### EXTRACT PROVIDED ###

- UK release: September 2023
- Director: Gareth Edwards · Writers: Gareth Edwards, Chris Weitz
- Studio / distributor: 20th Century Studios; New Regency; Entertainment One
- Genre: Science fiction war drama / AI thriller · Runtime: 133 minutes (BBFC 12A)
- Main cast: John David Washington (BlacKkKlansman, Tenet) as Joshua; Madeleine Yuna Voyles as Alphie; Gemma Chan (Crazy Rich Asians, Eternals) as Maya; Ken Watanabe (The Last Samurai, Inception) as Harun; Allison Janney (I, Tonya) as Colonel Howell
- IMDb: 6.7 / 10 · Rotten Tomatoes: 67% critics / 75% audience · My rating: 8 / 10
Gareth Edwards keeps making the same wager and keeps winning it. On Monsters he proved a first-time director could conjure a continent-sized catastrophe on a holiday budget; on Godzilla and Rogue One he showed he could keep a sense of human scale inside a studio machine that usually crushes it. The Creator is the boldest version of that wager so far: an original science fiction war film, not a sequel or an adaptation, shot on real locations with consumer-grade cameras and finished to look like it cost four times what it did. In a year of franchise instalments, a standalone idea executed at this size is worth paying attention to before you have seen a frame of it.
The setup
The premise is a future in which artificial intelligence, blamed for a nuclear detonation over Los Angeles, has been outlawed across the West and embraced across a region the film calls New Asia. Joshua (John David Washington) is a burnt-out former special forces operative pulled back into the war and sent to destroy a new AI weapon rumoured to be able to end it. What he finds is not a bomb but a child, an artificial being called Alphie (Madeleine Yuna Voyles), and the rest of the film follows a soldier learning to question the side he is fighting for. If that reads like Aliens crossed with the road-movie compassion of a dozen reluctant-guardian stories, you are not far off, and I will come back to why the borrowing matters less than you might expect.
The cast
Washington carries the film on a particular kind of weariness. He is good at men who have already lost something and are pretending to function, and Joshua’s grief gives the chase a centre of gravity it would otherwise lack. The discovery is Voyles, making her debut as Alphie, who has to be uncanny and sympathetic at once and manages both without tipping into preciousness. Gemma Chan brings real warmth to Maya, the thread connecting Joshua to the world he is meant to be destroying, and Ken Watanabe lends Harun the quiet authority he can summon in his sleep. Allison Janney, cast against her usual register as the relentless Colonel Howell, is harder and colder than you expect and all the better for it.

###

• [INSTRUCTION 1]:
In the records between the lines holding "Highlight the night" and "left=0, top=482, right=21, bottom=507", inclusive, update "Highlight" to "Outline" and leave everything else unchanged. Return only those lines.

### INPUT MATERIAL ###

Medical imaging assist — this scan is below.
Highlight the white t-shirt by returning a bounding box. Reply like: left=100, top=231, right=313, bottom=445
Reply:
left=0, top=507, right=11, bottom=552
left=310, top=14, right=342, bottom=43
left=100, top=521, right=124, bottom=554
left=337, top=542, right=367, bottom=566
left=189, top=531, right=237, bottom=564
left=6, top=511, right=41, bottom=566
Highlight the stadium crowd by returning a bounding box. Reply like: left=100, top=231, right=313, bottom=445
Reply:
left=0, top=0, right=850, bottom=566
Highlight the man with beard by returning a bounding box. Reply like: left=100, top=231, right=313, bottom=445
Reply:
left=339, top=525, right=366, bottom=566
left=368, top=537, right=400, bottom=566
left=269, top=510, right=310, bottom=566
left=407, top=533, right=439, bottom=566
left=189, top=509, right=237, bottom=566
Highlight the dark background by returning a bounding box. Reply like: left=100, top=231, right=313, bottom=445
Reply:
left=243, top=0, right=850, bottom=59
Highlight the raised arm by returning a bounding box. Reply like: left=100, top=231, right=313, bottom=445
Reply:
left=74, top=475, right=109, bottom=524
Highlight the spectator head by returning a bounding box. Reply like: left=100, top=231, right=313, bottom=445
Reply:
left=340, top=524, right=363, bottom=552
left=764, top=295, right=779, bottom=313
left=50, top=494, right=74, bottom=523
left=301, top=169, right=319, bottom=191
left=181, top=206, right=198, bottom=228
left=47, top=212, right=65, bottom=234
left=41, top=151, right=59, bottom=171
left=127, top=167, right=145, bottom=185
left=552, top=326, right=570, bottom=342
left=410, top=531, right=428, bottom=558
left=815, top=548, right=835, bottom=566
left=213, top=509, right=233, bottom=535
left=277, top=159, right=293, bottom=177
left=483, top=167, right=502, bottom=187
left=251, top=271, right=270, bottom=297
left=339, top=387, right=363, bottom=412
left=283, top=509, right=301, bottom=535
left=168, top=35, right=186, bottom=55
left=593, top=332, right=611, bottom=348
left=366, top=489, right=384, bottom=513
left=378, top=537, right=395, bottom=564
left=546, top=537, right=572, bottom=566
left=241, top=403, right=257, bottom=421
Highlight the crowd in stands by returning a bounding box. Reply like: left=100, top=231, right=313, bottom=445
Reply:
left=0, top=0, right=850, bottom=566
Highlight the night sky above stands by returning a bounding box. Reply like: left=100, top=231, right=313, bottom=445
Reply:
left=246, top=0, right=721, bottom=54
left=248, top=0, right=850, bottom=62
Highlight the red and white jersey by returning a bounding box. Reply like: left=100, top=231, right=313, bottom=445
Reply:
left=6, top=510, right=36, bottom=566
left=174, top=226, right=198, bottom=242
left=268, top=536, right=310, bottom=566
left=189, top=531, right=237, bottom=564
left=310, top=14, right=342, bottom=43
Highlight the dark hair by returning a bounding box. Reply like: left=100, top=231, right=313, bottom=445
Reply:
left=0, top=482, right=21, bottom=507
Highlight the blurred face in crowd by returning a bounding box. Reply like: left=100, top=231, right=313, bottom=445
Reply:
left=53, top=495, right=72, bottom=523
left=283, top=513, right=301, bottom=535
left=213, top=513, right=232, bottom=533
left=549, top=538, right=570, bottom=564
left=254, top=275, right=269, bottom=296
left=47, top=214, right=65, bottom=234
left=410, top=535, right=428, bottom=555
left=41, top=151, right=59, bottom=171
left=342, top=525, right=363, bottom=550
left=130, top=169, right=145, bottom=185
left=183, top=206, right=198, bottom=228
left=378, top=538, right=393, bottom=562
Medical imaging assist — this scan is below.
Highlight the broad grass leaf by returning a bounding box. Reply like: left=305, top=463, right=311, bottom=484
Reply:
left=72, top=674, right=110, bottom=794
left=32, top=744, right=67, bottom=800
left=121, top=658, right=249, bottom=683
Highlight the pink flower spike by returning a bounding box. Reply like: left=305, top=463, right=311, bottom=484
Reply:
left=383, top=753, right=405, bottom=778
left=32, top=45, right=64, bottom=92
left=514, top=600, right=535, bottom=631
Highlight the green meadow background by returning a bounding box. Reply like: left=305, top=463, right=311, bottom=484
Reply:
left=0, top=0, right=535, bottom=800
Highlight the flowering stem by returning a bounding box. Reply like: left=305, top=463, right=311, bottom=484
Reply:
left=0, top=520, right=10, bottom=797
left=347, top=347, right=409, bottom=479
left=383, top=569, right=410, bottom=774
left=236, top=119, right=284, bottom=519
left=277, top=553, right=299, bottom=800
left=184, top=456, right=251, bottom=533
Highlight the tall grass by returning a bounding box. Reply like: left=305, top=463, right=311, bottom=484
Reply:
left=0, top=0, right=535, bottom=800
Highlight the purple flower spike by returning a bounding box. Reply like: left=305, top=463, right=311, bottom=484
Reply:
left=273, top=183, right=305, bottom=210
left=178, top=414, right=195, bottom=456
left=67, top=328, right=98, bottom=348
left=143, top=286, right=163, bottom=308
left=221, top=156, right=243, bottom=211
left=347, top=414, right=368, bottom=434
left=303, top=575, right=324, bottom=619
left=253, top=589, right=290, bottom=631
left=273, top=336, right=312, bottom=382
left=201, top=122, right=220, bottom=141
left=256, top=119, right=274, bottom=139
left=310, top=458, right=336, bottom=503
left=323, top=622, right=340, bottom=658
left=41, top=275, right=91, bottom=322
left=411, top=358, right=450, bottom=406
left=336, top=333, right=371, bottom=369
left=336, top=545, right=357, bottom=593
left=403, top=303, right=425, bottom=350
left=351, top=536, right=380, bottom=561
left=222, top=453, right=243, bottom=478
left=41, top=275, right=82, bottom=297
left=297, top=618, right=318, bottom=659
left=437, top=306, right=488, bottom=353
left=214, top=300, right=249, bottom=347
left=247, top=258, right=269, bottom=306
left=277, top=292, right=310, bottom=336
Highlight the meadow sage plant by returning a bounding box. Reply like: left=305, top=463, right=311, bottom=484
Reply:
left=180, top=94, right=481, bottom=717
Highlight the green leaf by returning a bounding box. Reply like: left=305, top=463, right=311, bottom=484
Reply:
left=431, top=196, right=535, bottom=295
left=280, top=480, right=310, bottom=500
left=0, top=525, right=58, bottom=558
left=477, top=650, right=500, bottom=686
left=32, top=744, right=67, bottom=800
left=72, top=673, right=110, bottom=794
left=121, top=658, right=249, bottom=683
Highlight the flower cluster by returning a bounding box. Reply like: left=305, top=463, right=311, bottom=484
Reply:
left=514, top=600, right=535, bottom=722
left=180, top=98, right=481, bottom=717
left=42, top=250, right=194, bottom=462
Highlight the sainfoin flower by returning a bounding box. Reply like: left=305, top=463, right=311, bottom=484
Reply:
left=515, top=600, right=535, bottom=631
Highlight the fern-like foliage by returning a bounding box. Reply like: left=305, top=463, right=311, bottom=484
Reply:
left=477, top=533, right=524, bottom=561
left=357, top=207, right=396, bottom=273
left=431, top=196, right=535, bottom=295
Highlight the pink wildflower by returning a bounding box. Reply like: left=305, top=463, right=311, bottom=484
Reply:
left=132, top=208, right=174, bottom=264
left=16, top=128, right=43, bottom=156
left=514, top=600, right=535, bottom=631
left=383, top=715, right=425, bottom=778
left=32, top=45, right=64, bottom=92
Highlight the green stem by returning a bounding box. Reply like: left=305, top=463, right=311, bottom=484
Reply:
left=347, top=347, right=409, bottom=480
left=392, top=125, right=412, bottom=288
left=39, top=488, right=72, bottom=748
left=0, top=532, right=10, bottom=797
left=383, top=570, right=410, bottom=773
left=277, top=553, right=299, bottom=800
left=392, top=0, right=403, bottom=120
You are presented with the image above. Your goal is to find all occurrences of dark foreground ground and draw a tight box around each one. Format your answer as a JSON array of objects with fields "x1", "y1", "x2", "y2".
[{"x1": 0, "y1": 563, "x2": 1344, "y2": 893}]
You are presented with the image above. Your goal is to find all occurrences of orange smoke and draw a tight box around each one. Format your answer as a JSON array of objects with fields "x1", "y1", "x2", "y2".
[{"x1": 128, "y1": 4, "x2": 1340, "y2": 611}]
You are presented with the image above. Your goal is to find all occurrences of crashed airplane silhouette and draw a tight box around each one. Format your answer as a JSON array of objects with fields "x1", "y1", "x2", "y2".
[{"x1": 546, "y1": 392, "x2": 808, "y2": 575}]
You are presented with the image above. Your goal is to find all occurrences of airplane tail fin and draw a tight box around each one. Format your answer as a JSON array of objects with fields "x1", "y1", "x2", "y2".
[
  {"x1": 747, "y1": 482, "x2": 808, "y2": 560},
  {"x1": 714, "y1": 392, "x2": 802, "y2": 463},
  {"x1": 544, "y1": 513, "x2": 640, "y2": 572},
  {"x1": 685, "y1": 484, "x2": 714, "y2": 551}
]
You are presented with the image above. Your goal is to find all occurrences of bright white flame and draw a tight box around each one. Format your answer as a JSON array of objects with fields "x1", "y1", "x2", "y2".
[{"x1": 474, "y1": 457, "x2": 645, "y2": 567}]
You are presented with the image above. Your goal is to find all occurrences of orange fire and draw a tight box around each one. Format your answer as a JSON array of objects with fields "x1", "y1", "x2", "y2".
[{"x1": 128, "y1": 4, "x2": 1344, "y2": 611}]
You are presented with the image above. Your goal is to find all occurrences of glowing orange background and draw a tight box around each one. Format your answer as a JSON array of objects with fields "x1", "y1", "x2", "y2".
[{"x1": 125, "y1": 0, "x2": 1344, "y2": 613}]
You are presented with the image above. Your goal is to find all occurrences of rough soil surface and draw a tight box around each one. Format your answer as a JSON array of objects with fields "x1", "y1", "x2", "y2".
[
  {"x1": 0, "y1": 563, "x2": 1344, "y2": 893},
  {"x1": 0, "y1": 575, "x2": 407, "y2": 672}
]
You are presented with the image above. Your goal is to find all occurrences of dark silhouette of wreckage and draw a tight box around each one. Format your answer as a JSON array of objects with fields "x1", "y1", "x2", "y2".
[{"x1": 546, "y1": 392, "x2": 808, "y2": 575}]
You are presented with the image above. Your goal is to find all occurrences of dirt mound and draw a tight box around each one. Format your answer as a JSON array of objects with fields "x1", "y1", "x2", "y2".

###

• [INSTRUCTION 2]:
Copy the film review word for word between "- UK release: September" and "minutes (BBFC 12A)", inclusive.

• [RESULT 1]:
Outline the night sky above stands by returning a bounding box. Reply like: left=100, top=231, right=313, bottom=445
Reply:
left=246, top=0, right=721, bottom=54
left=248, top=0, right=850, bottom=62
Outline the red and white jersey by returning a bounding box. Reply like: left=100, top=231, right=313, bottom=445
Reply:
left=6, top=510, right=36, bottom=566
left=174, top=226, right=198, bottom=242
left=268, top=536, right=310, bottom=566
left=189, top=531, right=237, bottom=564
left=310, top=14, right=342, bottom=43
Outline the dark hair by returning a bounding box. Reply like: left=100, top=231, right=313, bottom=445
Reply:
left=0, top=482, right=21, bottom=507

• [RESULT 2]:
- UK release: September 2023
- Director: Gareth Edwards · Writers: Gareth Edwards, Chris Weitz
- Studio / distributor: 20th Century Studios; New Regency; Entertainment One
- Genre: Science fiction war drama / AI thriller · Runtime: 133 minutes (BBFC 12A)